Once you have read the records below, report how many lines contain the word "gate", and give nothing besides that number.
----
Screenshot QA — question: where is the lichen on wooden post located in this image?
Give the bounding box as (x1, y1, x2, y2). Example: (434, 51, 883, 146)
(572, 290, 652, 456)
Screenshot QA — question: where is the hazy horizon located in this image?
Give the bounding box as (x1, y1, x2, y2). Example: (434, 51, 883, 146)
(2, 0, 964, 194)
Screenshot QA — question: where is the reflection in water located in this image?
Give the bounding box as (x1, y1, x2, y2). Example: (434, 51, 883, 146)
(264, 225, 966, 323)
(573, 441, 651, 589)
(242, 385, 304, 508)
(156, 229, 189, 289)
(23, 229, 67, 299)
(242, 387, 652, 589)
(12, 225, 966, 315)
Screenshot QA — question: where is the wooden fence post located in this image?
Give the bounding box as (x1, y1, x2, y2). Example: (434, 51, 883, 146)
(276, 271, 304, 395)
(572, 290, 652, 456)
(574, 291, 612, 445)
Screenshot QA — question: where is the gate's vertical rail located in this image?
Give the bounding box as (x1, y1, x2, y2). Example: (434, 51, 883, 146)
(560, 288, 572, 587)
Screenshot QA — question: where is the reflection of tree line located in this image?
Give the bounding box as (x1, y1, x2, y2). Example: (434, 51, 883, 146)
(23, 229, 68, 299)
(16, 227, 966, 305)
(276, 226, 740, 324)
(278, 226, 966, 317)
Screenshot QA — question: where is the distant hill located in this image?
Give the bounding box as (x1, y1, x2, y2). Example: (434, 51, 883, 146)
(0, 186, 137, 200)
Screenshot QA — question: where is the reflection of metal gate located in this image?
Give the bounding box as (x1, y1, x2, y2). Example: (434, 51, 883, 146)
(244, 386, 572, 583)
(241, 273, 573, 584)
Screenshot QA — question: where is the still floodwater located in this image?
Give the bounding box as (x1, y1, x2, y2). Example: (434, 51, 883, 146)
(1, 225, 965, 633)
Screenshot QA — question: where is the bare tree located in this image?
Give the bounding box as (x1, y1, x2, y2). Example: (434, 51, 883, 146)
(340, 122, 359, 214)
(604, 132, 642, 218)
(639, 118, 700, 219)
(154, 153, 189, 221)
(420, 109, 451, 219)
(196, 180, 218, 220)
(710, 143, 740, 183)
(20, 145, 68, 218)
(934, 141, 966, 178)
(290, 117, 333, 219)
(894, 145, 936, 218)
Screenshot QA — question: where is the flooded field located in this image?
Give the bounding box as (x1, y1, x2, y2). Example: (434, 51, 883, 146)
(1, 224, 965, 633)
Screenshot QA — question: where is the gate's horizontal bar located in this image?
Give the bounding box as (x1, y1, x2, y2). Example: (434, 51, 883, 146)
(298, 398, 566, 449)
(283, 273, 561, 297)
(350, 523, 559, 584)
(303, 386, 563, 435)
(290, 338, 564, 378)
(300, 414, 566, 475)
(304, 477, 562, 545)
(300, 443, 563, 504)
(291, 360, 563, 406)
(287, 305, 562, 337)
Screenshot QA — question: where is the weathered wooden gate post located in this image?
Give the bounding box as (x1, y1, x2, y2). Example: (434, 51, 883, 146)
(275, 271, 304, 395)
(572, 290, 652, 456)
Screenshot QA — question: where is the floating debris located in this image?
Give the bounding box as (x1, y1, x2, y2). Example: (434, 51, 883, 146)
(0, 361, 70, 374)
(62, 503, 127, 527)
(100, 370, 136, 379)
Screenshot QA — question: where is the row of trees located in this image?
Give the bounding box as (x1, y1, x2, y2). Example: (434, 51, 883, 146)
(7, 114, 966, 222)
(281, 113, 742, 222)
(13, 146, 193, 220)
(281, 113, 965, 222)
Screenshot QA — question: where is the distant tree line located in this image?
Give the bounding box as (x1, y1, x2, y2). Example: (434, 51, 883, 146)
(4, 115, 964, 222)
----
## Response area
4